▶ **Kurze Aufgabe 1**
Nenne alle Personen, die im Auszug mit Namen vorkommen.
▶ **Kurze Aufgabe 2**
Entnimm der Liste unverändert den Abschnitt von der Zeile mit „of the <item>glass“ bis zum Ende der Liste, beide Enden eingeschlossen.

▶ **Auszug**
════

Auf den Weg gebracht:
Verbund Kölner Europäischer Grundschulen
von Rosella Benati und Thomas Jaitner • Artikel im ZMI Magazin 2009, S. 10
Endlich ist es so weit, beim Sprachfest am 28. Januar 2009 hat Kölns Oberbürgermeister Fritz Schramma zur Gründung des Verbundes „Kölner Europäischer Grundschulen“ aufgerufen. Damit ist der Startschuss gefallen zur Umsetzung eines Ratsbeschlusses vom November 2006. Die ursprüngliche initiative ging vom Integrationsrat aus, der den entsprechenden Antrag in den rat der Stadt Köln eingebracht hatte.
Worum geht es bei diesem wichtigen bildungspolitischen Beschluss auf kommunaler Ebene? In ihrer Antragsbegründung während der Ratssitzung vom 14. November 2006 wies Gonca Mucuk-Edis, Mitglied des Integrationsrates, darauf hin, dass die Mehrsprachigkeit in Köln bereits der Normalfall ist – und das Bildungswesen auf diese Situation produktive Antworten geben muss. Sie erklärte: Dieser
Antrag „ist entstanden, weil Köln sich immer mehr verändert. Die aktuellsten Studien besagen übrigens, dass mittlerweile nicht mehr nur 40 %, sondern sogar 50 % aller Jugendlichen unter 18 Jahren einen Migrationshintergrund besitzen […] Auf diese Realität müssen sich sowohl die Gesellschaft als auch die Politik einstellen. Das bedeutet, dass der lang gehegte Wunsch der EU nach der interkulturellen Schule als Regelschule der Zukunft […] allmählich in die Tat umgesetzt werden sollte.“ Die Stadt Köln hat sich in ihrem Leitbild 2020 dafür entschieden, die Potenziale der kulturellen Vielfalt für die Stadtgesellschaft zu erschließen und aus Köln eine attraktive Wissensstadt zu machen. Dazu gehört auch ein Perspektivwechsel: Die natürliche Mehrsprachigkeit und die Vertrautheit mit dem Leben in unterschiedlichen Kulturen, mit denen viele Kinder und Jugendliche in Köln aufwachsen, dürfen nicht länger nur als Problem betrachtet werden. Vielmehr sind sie „ein großes Potenzial, eine enorme Chance für die Schulen und die gesamte Stadt Köln“ (aus dem Ratsbeschluss). Auch für die schulfachliche Seite ist die Förderung der natürlichen Mehrsprachigkeit ein wichtiges Ziel mit zwei Aufgaben: Einmal soll das rasche und effektive Erlernen der deutschen Sprache durch die Einbindung der Muttersprachen erleichtert werden. Zum anderen geht es um die Erziehung zur Mehrsprachigkeit, die im zusammenwachsenden Europa und in der globalen Einen Welt immer größere Bedeutung erlangt.

════

▶ **Eingabedaten**
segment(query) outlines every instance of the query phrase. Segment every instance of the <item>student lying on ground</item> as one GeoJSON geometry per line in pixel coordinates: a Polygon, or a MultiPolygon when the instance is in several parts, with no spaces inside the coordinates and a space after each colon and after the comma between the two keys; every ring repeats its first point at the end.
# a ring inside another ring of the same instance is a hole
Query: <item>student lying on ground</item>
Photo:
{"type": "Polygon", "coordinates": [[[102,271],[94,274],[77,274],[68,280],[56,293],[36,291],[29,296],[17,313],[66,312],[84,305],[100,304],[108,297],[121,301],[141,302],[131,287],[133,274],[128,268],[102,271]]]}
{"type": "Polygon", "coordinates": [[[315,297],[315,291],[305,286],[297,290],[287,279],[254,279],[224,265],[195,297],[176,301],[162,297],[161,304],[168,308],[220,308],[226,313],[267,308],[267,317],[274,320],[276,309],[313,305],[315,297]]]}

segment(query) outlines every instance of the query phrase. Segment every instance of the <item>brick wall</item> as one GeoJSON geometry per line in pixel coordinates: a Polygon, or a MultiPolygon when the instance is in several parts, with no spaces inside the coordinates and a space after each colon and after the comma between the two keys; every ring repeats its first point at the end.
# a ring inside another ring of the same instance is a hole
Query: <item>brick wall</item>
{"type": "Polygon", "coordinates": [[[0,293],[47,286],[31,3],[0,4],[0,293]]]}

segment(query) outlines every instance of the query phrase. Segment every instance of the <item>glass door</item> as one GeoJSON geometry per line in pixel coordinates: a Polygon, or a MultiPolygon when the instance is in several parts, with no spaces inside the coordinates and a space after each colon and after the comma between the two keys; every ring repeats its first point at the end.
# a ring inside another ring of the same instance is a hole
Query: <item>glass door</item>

════

▶ **Richtige Lösung 1**
Rosella Benati
Thomas Jaitner
Fritz Schramma
Gonca Mucuk-Edis

▶ **Richtige Lösung 2**
segment(query) outlines every instance of the query phrase. Segment every instance of the <item>glass door</item> as one GeoJSON geometry per line in pixel coordinates: a Polygon, or a MultiPolygon when the instance is in several parts, with no spaces inside the coordinates and a space after each colon and after the comma between the two keys; every ring repeats its first point at the end.
# a ring inside another ring of the same instance is a hole
Query: <item>glass door</item>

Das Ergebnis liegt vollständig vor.